BEGIN
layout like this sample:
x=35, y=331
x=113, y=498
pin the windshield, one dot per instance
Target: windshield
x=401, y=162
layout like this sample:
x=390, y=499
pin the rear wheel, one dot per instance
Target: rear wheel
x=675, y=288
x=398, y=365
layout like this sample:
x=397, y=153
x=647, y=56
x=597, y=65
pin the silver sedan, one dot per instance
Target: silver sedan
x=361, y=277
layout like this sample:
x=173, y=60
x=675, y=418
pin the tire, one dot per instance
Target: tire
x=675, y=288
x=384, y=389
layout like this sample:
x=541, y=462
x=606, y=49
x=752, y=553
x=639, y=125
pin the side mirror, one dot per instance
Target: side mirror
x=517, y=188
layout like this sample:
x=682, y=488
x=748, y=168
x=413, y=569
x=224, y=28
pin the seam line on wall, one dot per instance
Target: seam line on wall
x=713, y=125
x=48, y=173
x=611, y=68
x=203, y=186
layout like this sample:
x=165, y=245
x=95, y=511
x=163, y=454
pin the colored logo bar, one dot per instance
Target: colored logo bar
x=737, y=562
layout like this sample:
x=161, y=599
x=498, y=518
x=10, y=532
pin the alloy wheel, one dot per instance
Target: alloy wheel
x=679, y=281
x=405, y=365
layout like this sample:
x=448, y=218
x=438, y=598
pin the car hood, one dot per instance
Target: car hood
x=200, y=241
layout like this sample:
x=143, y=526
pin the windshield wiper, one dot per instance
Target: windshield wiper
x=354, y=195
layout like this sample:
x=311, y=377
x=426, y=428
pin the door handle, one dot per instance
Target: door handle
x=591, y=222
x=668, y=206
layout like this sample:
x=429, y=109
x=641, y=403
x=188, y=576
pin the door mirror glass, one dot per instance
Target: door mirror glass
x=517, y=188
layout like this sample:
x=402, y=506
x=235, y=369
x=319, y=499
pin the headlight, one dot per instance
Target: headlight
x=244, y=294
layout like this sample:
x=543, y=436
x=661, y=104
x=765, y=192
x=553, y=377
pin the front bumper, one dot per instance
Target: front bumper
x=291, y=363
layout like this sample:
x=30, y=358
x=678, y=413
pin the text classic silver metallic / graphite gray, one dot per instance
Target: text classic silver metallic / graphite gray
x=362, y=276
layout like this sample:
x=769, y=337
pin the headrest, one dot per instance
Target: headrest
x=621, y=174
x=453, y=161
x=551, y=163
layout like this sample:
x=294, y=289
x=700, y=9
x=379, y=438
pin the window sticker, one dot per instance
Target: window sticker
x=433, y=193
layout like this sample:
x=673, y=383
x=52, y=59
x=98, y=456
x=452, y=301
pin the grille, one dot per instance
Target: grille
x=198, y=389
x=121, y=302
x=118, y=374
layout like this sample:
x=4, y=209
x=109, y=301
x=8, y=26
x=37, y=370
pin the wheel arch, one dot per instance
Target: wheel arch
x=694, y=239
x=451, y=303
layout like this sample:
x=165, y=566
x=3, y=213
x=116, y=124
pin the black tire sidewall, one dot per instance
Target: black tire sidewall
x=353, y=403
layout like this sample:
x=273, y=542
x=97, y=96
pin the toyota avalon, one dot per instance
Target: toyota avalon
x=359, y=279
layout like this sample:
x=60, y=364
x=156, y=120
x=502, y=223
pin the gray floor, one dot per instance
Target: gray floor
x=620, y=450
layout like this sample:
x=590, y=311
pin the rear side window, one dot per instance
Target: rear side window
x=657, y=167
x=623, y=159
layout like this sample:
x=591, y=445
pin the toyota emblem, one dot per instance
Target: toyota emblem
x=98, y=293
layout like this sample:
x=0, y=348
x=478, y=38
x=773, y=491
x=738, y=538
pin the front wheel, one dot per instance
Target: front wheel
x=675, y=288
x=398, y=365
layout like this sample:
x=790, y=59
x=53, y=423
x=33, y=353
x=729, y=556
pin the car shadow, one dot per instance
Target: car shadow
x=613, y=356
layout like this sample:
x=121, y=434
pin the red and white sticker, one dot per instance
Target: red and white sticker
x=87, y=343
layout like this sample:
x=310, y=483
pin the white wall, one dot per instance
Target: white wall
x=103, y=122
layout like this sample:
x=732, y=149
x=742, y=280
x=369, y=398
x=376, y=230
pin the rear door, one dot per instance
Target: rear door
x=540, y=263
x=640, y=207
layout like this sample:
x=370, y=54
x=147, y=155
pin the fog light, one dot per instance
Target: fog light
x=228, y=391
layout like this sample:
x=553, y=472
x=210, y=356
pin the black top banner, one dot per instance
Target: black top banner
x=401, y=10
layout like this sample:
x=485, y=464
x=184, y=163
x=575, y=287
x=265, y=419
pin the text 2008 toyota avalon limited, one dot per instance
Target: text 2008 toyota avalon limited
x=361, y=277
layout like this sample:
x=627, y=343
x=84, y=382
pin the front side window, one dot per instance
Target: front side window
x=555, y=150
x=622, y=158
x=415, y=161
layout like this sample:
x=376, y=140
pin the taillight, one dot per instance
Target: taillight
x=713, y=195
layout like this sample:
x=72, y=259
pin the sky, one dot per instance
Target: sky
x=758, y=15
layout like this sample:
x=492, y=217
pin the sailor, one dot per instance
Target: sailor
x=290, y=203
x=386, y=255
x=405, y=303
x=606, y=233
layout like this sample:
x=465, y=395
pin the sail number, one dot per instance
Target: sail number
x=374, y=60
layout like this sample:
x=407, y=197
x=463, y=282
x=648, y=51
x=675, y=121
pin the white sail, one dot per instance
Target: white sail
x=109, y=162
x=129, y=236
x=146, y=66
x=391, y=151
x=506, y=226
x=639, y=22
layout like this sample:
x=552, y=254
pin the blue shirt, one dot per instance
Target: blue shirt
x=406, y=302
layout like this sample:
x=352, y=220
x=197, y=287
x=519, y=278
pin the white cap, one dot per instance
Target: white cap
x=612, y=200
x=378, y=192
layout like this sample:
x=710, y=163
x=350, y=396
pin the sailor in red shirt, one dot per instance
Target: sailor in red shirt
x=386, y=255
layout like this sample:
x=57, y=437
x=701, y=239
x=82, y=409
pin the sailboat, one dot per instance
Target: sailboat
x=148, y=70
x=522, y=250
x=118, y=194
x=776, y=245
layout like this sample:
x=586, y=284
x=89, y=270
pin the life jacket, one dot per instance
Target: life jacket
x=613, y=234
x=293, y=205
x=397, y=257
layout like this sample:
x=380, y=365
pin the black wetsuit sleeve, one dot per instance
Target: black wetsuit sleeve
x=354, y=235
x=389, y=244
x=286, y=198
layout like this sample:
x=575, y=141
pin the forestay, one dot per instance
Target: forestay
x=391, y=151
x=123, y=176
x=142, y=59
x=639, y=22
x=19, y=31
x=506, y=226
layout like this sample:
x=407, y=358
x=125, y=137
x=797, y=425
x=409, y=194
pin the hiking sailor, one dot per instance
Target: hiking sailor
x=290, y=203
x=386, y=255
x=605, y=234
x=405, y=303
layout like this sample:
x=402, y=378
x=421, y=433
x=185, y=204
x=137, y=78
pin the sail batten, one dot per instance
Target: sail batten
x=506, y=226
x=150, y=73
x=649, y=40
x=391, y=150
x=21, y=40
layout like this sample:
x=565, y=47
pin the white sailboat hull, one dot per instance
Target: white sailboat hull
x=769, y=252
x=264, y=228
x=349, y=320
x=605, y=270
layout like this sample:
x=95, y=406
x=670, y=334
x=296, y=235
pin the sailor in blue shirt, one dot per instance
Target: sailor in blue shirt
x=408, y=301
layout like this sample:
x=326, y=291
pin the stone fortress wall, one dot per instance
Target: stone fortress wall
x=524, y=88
END
BEGIN
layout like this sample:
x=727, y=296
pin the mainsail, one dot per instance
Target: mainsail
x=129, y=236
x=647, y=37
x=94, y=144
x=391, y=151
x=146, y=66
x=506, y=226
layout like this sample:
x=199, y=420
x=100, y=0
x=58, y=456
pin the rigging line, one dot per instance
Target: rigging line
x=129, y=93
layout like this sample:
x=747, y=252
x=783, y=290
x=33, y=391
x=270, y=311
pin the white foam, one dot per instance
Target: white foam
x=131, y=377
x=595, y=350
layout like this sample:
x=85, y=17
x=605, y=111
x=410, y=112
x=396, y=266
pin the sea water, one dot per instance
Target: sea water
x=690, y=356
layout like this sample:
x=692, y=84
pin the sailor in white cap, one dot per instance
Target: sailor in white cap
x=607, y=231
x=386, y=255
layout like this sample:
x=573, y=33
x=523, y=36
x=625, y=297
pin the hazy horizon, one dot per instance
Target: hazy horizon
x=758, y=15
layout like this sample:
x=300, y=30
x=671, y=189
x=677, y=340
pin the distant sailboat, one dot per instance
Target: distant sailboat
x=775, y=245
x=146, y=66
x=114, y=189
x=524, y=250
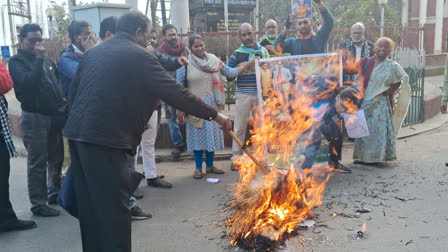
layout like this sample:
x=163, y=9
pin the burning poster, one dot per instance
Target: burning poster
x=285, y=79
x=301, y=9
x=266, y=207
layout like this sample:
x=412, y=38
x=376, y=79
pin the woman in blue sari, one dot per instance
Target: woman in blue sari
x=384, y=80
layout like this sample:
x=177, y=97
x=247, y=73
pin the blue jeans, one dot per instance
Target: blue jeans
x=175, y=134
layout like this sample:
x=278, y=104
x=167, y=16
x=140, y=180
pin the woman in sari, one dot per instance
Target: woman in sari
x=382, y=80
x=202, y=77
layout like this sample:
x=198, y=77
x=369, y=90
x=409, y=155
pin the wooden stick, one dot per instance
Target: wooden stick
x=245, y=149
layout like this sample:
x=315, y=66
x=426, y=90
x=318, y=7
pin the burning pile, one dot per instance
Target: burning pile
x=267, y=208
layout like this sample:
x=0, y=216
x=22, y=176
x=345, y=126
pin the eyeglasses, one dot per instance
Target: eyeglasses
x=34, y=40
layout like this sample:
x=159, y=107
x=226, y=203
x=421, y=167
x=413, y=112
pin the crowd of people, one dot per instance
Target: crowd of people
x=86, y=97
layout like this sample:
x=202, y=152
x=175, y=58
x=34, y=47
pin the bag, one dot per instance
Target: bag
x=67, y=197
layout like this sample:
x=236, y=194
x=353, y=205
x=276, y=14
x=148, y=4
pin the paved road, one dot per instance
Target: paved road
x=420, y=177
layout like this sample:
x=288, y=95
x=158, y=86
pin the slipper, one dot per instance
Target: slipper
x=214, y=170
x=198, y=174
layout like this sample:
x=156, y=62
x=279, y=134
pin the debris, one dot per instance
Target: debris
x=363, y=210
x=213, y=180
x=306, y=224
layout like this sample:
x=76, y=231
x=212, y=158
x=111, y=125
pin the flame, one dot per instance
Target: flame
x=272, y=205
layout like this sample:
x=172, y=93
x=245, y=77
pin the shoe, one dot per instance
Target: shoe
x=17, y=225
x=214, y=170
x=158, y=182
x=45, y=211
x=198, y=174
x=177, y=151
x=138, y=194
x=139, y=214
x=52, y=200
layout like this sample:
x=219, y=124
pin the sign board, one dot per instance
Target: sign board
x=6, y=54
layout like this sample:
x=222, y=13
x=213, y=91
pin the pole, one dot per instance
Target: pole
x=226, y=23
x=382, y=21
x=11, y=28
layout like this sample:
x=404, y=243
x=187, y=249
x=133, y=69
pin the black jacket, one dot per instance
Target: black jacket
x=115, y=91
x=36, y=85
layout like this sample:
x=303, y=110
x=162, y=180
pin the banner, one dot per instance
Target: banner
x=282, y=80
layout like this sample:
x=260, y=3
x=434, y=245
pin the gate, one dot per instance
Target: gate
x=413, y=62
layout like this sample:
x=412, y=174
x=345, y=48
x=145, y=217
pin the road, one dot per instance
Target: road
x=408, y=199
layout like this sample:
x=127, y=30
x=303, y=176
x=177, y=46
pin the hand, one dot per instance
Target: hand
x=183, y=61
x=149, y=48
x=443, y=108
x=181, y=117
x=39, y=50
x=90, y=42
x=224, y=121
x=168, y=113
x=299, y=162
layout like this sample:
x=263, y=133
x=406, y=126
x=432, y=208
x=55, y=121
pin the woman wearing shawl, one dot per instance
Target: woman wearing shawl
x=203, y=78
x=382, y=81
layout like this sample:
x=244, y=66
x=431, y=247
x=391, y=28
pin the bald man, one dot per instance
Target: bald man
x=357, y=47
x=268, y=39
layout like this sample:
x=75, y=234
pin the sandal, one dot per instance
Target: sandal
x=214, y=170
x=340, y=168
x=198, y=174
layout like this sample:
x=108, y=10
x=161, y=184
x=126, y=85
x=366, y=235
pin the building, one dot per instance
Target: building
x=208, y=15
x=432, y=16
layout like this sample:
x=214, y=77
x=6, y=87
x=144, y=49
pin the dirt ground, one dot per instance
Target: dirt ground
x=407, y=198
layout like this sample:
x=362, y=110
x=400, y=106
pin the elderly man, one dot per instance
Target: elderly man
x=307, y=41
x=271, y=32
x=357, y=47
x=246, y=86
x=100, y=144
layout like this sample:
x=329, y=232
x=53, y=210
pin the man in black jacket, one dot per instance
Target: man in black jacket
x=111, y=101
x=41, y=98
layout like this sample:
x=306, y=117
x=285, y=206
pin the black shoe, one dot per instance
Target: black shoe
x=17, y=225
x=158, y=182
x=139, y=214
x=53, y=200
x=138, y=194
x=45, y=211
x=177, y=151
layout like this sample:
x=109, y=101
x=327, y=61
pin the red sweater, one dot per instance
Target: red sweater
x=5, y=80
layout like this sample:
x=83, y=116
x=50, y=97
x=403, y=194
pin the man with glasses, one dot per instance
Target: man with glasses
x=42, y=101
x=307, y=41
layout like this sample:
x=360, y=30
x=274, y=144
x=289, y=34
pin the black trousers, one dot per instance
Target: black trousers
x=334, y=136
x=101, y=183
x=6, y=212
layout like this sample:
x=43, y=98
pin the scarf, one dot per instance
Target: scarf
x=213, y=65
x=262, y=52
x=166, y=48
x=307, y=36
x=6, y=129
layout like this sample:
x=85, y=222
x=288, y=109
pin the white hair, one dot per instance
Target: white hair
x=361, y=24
END
HOW TO COMPLETE THIS TASK: The reply should hold only the lines of the listing above starting at the line containing "x=161, y=184" and ending at the line containing "x=403, y=194", exactly as written.

REPLY:
x=161, y=184
x=126, y=85
x=366, y=235
pin the building, one dot per instance
Target: building
x=208, y=15
x=432, y=16
layout like this sample:
x=214, y=77
x=6, y=87
x=144, y=49
pin the dirt ground, one dot per instance
Target: dirt ground
x=407, y=198
layout like this sample:
x=362, y=110
x=400, y=106
pin the elderly man, one dot per instance
Target: elderly man
x=307, y=41
x=271, y=32
x=357, y=47
x=246, y=86
x=100, y=144
layout like this sample:
x=329, y=232
x=53, y=210
pin the man in black jacket, one dot per instance
Target: man in black jacket
x=111, y=101
x=41, y=98
layout like this sample:
x=306, y=117
x=285, y=206
pin the black shoe, one dot per instance
Target: black shoe
x=17, y=225
x=158, y=182
x=139, y=214
x=53, y=200
x=138, y=194
x=45, y=211
x=177, y=151
layout like this sample:
x=109, y=101
x=327, y=61
pin the red sweater, one dot per instance
Target: red sweater
x=5, y=80
layout like this sample:
x=83, y=116
x=50, y=97
x=403, y=194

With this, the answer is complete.